::: Document segment

Recently, I have been lying awake at night self-diagnosing a brain abnormality - just for good fun. Pressure in the sinus cavity along with blurriness in the eyes? Yes. Light headaches behind the eyes? Yes. Eyelid twitching into contortions randomly for the last four months? YES! It must be something horrendous - right?
So I responsibly haul me and my head to the opthamologist - expecting grave news. No - turns out I'm just old. This seems to be a theme with me lately. Apparently, I'm so old that the vitreous juice or whatever it is in my eyes has darn near dried up - to the parched desert stage... causing headaches, blurriness, and yes - random twitching. The diagnosis: Old Eyes.

::::::

> **Assigned task 1**: Copy out the part of the post about the eye diagnosis that opens with the words containing "Recently, I have" and closes with "diagnosis: Old Eyes.".
> **Assigned task 2**:
Answer these questions using the post about the eye diagnosis:
(a) For how long has the eyelid been twitching?
(b) What three effects does the drying of the eyes cause?
(c) What is the diagnosis?
> **Assigned task 3**: Turn the paragraph of the post about the eye diagnosis that begins "So I responsibly haul" into a short list of its main facts.

::: Information provided

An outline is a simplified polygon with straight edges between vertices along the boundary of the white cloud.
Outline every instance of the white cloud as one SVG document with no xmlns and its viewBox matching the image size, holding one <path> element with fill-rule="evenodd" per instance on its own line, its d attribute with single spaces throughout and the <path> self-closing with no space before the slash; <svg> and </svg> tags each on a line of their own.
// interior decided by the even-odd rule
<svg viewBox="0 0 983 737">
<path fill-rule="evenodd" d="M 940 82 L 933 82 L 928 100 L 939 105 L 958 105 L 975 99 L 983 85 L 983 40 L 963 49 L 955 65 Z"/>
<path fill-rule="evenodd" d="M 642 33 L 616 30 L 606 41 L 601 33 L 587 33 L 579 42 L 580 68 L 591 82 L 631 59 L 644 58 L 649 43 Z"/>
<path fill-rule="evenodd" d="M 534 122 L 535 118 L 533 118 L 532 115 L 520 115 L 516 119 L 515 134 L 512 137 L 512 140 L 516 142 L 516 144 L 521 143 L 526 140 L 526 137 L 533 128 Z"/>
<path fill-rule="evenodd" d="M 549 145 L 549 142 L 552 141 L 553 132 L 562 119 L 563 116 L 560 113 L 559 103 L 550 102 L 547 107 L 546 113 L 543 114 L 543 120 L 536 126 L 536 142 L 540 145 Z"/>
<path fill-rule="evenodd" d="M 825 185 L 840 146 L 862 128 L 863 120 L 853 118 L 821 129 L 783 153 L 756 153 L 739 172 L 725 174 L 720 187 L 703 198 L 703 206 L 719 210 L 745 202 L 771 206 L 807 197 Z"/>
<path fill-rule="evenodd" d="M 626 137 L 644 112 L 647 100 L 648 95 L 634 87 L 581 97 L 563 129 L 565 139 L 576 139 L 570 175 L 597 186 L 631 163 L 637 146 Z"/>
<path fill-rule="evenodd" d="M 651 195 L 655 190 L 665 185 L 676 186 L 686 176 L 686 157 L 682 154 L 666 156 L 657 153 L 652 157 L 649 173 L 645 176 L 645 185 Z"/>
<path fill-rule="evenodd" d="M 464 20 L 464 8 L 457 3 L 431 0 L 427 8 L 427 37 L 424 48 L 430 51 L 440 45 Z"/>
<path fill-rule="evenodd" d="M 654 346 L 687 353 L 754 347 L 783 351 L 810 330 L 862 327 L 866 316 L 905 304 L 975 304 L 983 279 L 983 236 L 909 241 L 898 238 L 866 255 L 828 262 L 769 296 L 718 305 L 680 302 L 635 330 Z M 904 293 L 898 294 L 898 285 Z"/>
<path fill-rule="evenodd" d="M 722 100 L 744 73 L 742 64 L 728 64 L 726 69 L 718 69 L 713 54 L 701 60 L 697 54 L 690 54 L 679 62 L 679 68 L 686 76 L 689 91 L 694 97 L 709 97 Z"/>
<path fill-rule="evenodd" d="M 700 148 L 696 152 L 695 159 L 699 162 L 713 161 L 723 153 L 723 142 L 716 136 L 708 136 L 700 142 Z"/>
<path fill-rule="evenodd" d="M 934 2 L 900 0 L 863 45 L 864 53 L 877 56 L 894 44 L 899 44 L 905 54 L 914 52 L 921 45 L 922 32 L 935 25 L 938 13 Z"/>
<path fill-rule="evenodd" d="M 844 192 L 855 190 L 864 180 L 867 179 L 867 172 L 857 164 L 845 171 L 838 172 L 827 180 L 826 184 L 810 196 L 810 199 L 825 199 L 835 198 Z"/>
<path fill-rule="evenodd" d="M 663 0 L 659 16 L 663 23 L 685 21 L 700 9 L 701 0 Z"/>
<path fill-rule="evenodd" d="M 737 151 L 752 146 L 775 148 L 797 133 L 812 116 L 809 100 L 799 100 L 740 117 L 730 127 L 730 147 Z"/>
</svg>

::::::

> **Expected answer 1**:
Recently, I have been lying awake at night self-diagnosing a brain abnormality - just for good fun. Pressure in the sinus cavity along with blurriness in the eyes? Yes. Light headaches behind the eyes? Yes. Eyelid twitching into contortions randomly for the last four months? YES! It must be something horrendous - right?
So I responsibly haul me and my head to the opthamologist - expecting grave news. No - turns out I'm just old. This seems to be a theme with me lately. Apparently, I'm so old that the vitreous juice or whatever it is in my eyes has darn near dried up - to the parched desert stage... causing headaches, blurriness, and yes - random twitching. The diagnosis: Old Eyes.

> **Expected answer 2**:
(a) For the last four months.
(b) Headaches, blurriness, and random twitching.
(c) Old Eyes.

> **Expected answer 3**:
- The writer goes to the eye doctor expecting grave news.
- The cause turns out to be age, a recurring theme for the writer lately.
- The fluid in the eyes has nearly dried up, causing headaches, blurriness, and random twitching.
- The diagnosis is Old Eyes.